SUPPLIED MATERIAL:
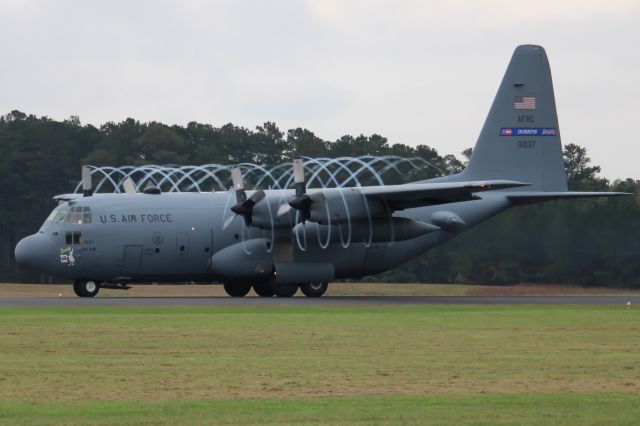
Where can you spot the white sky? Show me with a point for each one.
(415, 71)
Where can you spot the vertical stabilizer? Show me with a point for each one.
(520, 139)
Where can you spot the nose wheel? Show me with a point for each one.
(237, 289)
(85, 288)
(314, 289)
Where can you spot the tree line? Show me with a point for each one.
(589, 242)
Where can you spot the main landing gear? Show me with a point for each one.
(86, 288)
(236, 289)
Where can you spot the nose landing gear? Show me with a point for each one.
(314, 289)
(85, 288)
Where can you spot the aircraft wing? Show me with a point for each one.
(399, 197)
(530, 197)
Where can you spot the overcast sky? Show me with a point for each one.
(415, 71)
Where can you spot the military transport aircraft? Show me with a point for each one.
(279, 241)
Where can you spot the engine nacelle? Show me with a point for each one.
(376, 231)
(343, 205)
(447, 220)
(246, 259)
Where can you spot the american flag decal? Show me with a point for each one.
(525, 102)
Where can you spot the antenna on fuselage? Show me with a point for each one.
(129, 186)
(87, 186)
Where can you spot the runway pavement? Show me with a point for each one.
(6, 302)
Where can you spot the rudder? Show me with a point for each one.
(520, 139)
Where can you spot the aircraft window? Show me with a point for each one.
(60, 216)
(86, 215)
(73, 237)
(76, 215)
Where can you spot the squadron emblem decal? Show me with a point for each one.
(66, 256)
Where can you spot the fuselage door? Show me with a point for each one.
(132, 259)
(182, 245)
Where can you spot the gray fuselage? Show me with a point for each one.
(172, 237)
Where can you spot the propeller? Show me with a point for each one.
(129, 186)
(302, 201)
(244, 206)
(87, 186)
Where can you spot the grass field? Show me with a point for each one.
(335, 289)
(388, 365)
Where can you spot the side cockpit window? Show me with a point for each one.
(79, 215)
(73, 237)
(59, 216)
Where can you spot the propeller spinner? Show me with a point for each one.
(302, 201)
(244, 206)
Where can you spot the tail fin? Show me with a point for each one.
(520, 139)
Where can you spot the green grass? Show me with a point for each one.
(450, 364)
(489, 410)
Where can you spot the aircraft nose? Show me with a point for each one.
(28, 250)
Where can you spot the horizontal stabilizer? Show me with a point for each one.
(525, 197)
(400, 197)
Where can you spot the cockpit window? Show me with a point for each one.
(79, 215)
(59, 216)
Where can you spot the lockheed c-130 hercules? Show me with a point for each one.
(279, 241)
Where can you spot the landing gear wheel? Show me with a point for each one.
(237, 289)
(85, 288)
(263, 290)
(284, 290)
(314, 289)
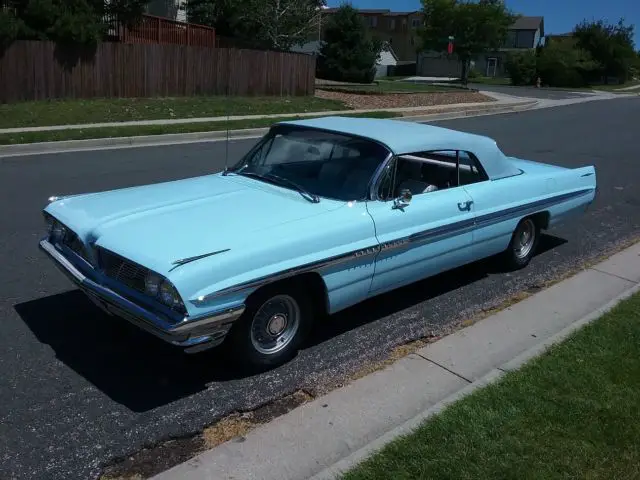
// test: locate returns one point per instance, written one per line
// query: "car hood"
(156, 225)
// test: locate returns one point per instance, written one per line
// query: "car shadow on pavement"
(129, 365)
(142, 372)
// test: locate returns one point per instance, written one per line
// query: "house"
(558, 37)
(171, 9)
(398, 29)
(526, 33)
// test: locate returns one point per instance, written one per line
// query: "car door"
(430, 234)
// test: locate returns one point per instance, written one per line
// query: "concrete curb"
(493, 376)
(333, 433)
(41, 148)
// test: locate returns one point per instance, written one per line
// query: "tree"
(273, 24)
(64, 21)
(611, 46)
(226, 16)
(476, 27)
(564, 64)
(281, 24)
(521, 67)
(348, 53)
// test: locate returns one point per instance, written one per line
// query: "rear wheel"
(524, 242)
(272, 328)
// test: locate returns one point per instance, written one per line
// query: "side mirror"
(403, 200)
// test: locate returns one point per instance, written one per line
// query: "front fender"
(339, 245)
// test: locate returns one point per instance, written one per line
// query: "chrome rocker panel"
(193, 334)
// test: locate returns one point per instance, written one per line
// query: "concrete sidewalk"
(498, 101)
(333, 433)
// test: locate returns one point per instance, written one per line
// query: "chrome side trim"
(184, 261)
(375, 182)
(434, 234)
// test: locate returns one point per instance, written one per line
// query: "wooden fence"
(32, 70)
(164, 31)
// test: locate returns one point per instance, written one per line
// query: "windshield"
(314, 162)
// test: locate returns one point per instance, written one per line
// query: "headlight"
(58, 231)
(152, 284)
(169, 295)
(48, 220)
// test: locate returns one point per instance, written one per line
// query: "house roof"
(408, 137)
(380, 11)
(528, 23)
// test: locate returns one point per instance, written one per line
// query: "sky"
(560, 16)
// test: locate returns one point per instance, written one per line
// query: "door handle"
(465, 205)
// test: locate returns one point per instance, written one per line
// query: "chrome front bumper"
(193, 334)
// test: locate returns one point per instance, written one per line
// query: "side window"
(470, 170)
(385, 188)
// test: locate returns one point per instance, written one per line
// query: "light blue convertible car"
(321, 214)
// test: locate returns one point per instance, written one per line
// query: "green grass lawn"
(109, 132)
(490, 80)
(388, 86)
(572, 413)
(99, 110)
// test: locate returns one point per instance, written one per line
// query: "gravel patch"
(393, 100)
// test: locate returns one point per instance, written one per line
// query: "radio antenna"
(226, 108)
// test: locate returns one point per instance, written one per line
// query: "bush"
(561, 64)
(522, 68)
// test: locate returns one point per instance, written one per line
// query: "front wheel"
(523, 244)
(272, 328)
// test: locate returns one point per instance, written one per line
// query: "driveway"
(532, 92)
(78, 389)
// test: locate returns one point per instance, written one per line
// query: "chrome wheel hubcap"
(524, 238)
(275, 324)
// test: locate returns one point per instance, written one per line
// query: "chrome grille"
(122, 270)
(72, 241)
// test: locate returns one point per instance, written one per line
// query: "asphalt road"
(78, 388)
(531, 92)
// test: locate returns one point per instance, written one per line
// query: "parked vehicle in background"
(319, 215)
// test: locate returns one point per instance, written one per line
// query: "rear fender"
(578, 185)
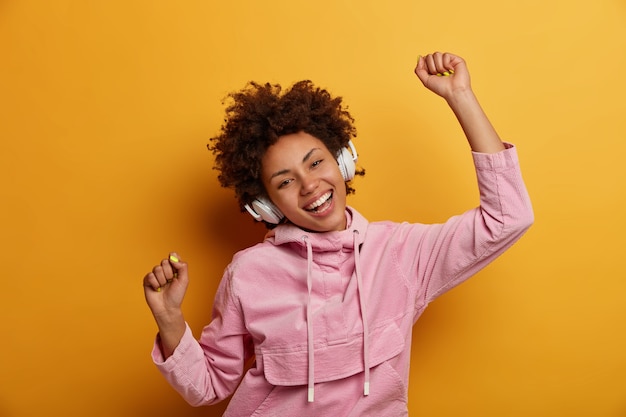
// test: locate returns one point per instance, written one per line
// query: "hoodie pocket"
(331, 362)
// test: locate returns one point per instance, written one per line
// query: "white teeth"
(319, 201)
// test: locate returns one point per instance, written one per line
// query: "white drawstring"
(366, 349)
(309, 319)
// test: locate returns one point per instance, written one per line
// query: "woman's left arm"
(447, 75)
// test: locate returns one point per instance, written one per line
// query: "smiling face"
(303, 180)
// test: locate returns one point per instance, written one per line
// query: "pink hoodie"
(328, 316)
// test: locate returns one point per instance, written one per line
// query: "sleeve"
(208, 370)
(451, 252)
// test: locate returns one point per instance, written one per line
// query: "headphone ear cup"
(267, 211)
(346, 161)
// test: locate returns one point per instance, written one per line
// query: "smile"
(315, 206)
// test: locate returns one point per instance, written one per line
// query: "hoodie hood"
(348, 240)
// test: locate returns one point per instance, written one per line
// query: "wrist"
(461, 98)
(169, 320)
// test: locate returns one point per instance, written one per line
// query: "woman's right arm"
(164, 288)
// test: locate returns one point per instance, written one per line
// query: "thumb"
(179, 267)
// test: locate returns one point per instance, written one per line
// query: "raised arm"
(164, 289)
(447, 75)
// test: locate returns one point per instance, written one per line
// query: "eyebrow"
(284, 171)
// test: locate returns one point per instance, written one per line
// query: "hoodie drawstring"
(309, 319)
(359, 283)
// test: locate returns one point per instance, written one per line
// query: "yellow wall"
(105, 110)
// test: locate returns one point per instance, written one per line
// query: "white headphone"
(263, 209)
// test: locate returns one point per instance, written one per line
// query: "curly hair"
(258, 115)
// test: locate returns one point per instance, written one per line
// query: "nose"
(309, 184)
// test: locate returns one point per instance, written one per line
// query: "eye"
(284, 183)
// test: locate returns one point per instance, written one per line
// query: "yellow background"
(105, 110)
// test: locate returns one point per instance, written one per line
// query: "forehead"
(290, 150)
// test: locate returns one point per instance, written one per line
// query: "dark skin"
(166, 284)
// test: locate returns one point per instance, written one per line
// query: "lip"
(317, 197)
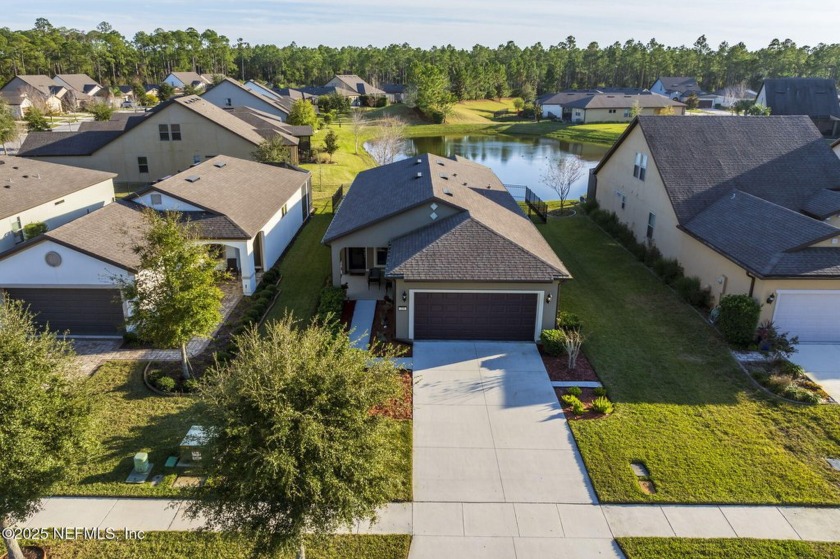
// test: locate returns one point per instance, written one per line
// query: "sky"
(426, 23)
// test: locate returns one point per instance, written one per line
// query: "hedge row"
(668, 269)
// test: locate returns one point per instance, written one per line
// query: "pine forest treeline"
(474, 73)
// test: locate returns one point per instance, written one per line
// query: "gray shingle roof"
(823, 204)
(247, 192)
(782, 159)
(37, 182)
(386, 191)
(815, 97)
(757, 233)
(460, 248)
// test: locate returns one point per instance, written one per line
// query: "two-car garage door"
(814, 316)
(79, 311)
(459, 315)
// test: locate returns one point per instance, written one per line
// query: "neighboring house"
(450, 246)
(145, 147)
(678, 88)
(230, 94)
(42, 91)
(552, 104)
(81, 89)
(38, 192)
(249, 210)
(814, 97)
(17, 101)
(394, 92)
(607, 107)
(180, 80)
(750, 205)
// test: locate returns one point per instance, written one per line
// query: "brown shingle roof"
(247, 192)
(36, 182)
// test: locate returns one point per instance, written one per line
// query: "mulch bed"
(384, 328)
(586, 397)
(347, 313)
(558, 368)
(399, 408)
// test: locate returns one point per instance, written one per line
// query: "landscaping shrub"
(602, 405)
(165, 384)
(568, 321)
(574, 391)
(738, 318)
(689, 289)
(668, 269)
(553, 341)
(569, 399)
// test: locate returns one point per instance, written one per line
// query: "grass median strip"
(682, 406)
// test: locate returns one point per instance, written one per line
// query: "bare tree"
(357, 124)
(389, 141)
(560, 174)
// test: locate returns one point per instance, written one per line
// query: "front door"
(356, 259)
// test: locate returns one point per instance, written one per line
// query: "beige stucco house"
(250, 212)
(142, 148)
(450, 246)
(747, 204)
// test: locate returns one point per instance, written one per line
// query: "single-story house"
(250, 211)
(678, 88)
(41, 91)
(230, 94)
(81, 90)
(38, 192)
(145, 147)
(608, 107)
(750, 205)
(180, 80)
(445, 240)
(814, 97)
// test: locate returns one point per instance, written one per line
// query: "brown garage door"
(474, 316)
(81, 311)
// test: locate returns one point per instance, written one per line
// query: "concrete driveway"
(822, 363)
(488, 428)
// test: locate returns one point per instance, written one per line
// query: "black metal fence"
(337, 197)
(535, 205)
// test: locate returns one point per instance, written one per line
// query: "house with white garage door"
(248, 211)
(750, 205)
(445, 240)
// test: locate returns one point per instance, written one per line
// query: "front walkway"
(822, 363)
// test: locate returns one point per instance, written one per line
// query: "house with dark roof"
(750, 205)
(248, 211)
(676, 87)
(41, 91)
(230, 94)
(446, 242)
(166, 140)
(39, 192)
(814, 97)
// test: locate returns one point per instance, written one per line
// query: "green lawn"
(683, 406)
(128, 418)
(675, 548)
(304, 270)
(203, 545)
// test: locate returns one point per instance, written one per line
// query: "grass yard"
(128, 418)
(304, 270)
(676, 548)
(682, 405)
(226, 546)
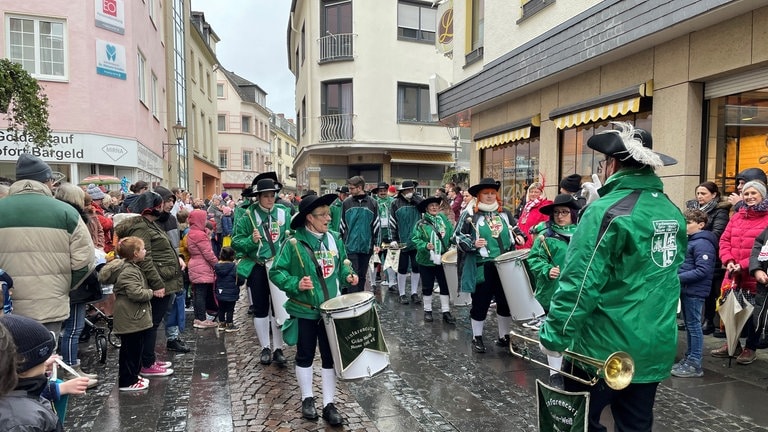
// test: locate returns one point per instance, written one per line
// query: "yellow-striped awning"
(422, 158)
(503, 138)
(602, 112)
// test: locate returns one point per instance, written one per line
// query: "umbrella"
(734, 316)
(99, 180)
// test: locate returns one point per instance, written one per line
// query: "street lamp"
(178, 132)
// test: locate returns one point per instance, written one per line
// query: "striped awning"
(506, 137)
(602, 107)
(421, 158)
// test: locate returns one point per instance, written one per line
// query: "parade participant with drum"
(619, 289)
(309, 269)
(259, 230)
(403, 216)
(431, 235)
(547, 257)
(483, 233)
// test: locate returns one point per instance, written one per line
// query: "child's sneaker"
(141, 384)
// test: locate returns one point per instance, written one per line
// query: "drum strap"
(318, 270)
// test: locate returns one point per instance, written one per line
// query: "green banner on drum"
(561, 410)
(357, 334)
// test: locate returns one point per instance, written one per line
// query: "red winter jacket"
(739, 237)
(201, 258)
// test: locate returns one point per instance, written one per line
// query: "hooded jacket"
(133, 310)
(201, 257)
(619, 288)
(699, 266)
(46, 247)
(161, 264)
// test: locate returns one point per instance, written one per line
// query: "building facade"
(364, 75)
(102, 66)
(536, 82)
(202, 101)
(284, 150)
(243, 127)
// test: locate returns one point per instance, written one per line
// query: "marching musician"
(484, 232)
(619, 288)
(260, 228)
(309, 269)
(431, 235)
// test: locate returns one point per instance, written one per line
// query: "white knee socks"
(329, 386)
(262, 331)
(304, 377)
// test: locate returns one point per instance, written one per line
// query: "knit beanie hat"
(756, 185)
(571, 184)
(34, 343)
(95, 192)
(30, 167)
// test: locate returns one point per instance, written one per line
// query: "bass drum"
(517, 285)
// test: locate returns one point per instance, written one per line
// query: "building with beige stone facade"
(363, 71)
(243, 131)
(538, 81)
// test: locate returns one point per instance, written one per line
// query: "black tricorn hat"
(562, 200)
(485, 183)
(610, 143)
(307, 204)
(422, 206)
(381, 185)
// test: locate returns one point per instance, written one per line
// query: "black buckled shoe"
(266, 356)
(279, 358)
(332, 416)
(477, 344)
(177, 345)
(308, 410)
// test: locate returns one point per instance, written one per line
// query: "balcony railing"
(336, 127)
(336, 47)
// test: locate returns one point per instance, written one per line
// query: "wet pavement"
(434, 383)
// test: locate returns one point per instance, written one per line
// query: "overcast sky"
(253, 45)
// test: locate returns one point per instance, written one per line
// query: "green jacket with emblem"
(288, 269)
(277, 221)
(619, 288)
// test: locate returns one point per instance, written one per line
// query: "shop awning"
(506, 133)
(602, 107)
(422, 158)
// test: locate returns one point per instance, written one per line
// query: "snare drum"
(354, 334)
(278, 298)
(450, 268)
(517, 285)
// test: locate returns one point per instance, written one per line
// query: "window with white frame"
(141, 75)
(248, 160)
(155, 100)
(416, 22)
(39, 45)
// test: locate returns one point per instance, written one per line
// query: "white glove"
(549, 352)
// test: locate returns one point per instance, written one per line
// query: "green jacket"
(619, 288)
(276, 222)
(541, 259)
(425, 232)
(161, 264)
(288, 269)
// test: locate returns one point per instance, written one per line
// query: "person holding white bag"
(431, 236)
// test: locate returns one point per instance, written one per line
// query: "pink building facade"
(102, 65)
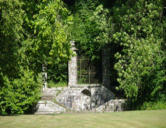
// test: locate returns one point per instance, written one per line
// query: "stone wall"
(94, 98)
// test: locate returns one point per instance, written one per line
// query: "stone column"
(72, 67)
(44, 75)
(106, 67)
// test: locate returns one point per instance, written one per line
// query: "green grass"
(132, 119)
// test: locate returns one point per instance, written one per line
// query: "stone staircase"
(61, 100)
(48, 104)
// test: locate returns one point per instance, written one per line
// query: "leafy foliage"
(19, 95)
(91, 27)
(140, 65)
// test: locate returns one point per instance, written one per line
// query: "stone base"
(49, 107)
(79, 99)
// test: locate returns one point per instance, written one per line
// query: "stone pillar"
(72, 67)
(106, 67)
(44, 75)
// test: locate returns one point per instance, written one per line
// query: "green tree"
(139, 33)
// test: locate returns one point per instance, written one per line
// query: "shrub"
(19, 95)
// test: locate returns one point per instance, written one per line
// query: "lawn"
(132, 119)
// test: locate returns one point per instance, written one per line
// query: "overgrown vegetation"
(33, 33)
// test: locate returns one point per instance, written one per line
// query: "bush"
(19, 95)
(154, 105)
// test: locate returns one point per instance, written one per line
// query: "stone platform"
(81, 98)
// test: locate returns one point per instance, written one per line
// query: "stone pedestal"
(106, 67)
(72, 67)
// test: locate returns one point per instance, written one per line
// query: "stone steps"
(114, 105)
(49, 107)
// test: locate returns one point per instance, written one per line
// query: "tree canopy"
(39, 32)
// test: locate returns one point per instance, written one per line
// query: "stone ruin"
(80, 98)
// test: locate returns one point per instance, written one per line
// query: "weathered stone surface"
(72, 67)
(106, 67)
(49, 107)
(78, 98)
(113, 105)
(94, 98)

DO THIS:
How many lines in the records above contain the word "aircraft"? Reply with the number alone.

ANSWER FOR THE TASK:
4